▶ EXERCISE TASKS:
A: In the Jane Hong passage, which financial firm did she eventually join after Princeton?
B: Carry on the Jane Hong passage from its last sentence, keeping the same first-person voice.

▶ SOURCE PASSAGE:

^^^^^^^^

Jane Hong is the CEO of Paintbox, a boutique nail studio on the Upper East Side in New York City and a direct-to-consumer proprietary nail polish line. She is also the mother of two.
If this past year was a color, I would say it’s red. Red is inciting. It can read as angry, but it is also motivational. I think red is how a lot of people are feeling right now, myself included. I feel its chaotic energy, but also its embers of potential.
Today, most of my professional life revolves around color, but I’ve always been aesthetically oriented in the broadest sense of the term. Growing up, I was a classically trained violinist and also a pretty talented drawer and painter. So, I think I’ve had an artistic inclination somewhere in me all along.
Despite my creative passion, I started my career in finance. I went to Princeton, where the career office shared a statistic at the time that something like 80% of all graduates went to Wall Street. The financial industry was booming, and type-A, hard-working masochists were willing to sign up for the 100+ hour weeks in order to get the proper "foundation" for their careers. I was one of those people, and I eventually took a job with Goldman Sachs. My timing wasn't the best – my start coincided with the ’08 financial crisis – but I learned so much in the first few years about grit, resilience, and hard work.

^^^^^^^^

▶ Point localization data:

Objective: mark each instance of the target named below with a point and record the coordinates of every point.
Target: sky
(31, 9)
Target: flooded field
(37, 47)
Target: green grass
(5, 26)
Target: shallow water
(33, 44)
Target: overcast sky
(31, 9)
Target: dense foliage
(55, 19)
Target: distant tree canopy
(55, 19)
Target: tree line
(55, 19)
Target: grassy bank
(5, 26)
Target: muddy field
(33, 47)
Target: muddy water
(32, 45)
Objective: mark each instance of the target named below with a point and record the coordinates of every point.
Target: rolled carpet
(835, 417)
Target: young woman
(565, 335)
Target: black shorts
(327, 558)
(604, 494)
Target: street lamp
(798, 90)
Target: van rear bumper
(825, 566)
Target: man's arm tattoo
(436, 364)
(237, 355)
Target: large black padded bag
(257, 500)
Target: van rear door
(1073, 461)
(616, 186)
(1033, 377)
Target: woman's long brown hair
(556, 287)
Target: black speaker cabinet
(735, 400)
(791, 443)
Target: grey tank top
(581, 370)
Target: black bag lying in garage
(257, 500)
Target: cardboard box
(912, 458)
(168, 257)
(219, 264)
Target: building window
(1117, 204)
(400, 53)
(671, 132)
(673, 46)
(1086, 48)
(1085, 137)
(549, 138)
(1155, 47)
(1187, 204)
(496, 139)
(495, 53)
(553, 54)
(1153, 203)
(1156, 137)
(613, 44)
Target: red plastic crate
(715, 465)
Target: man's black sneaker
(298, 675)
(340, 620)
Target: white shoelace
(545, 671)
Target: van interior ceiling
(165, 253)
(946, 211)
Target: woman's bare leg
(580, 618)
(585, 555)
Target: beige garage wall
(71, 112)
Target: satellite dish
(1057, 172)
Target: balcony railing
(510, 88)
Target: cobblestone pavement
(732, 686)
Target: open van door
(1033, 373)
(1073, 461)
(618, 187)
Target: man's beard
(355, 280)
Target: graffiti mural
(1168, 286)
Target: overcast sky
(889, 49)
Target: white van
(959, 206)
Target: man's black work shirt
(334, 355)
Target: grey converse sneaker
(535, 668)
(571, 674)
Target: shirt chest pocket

^^^^^^^^

▶ ANSWERS TO THE PROBLEMS:
A: Goldman Sachs

B:
After I got my MBA from MIT in 2014, I moved into more creative industries, first with a job at the design-forward ad agency Huge Inc, and then at the luxury and antique marketplace 1stdibs. My creativity has served me well in business as it’s helped me come up with fresh ideas, different approaches to problem solving, and new revenue streams for a company like Paintbox.
Growing up, I wasn’t allowed to paint my nails because I played the violin. Instead, I would paint my best friends' nails with my extensive Hard Candy nail polish collection, decorating my little canvases with flowers, suns, and hearts. So, I was excited to join forces with Eleanor Langston, a veteran beauty editor, in 2017 to bring Paintbox to life. Langston is the more artistic of our duo, while I run the business side of things without sacrificing my long-held belief in creativity.
I believe nail art is a full-fledged art form and a powerful tool of self-expression. Nails are a place where you can let loose a little bit more, but still operate in the professional world. You might feel a little self-conscious showing up with rainbow or color-block eyeshadow to a PTA meeting or to the boardroom, but you can get away with a rainbow manicure.
I’ve experienced this myself. I don’t wear a lot of makeup because I never learned how to properly apply it on a monolid. I remember being a bridesmaid in countless friends' weddings where the makeup artist would do a smokey eye on all of my friends and just charcoal my eye up to my brows. I felt self-conscious, and I think that's a huge part of why I've never really felt comfortable with makeup. With my nails, though, I love being bold.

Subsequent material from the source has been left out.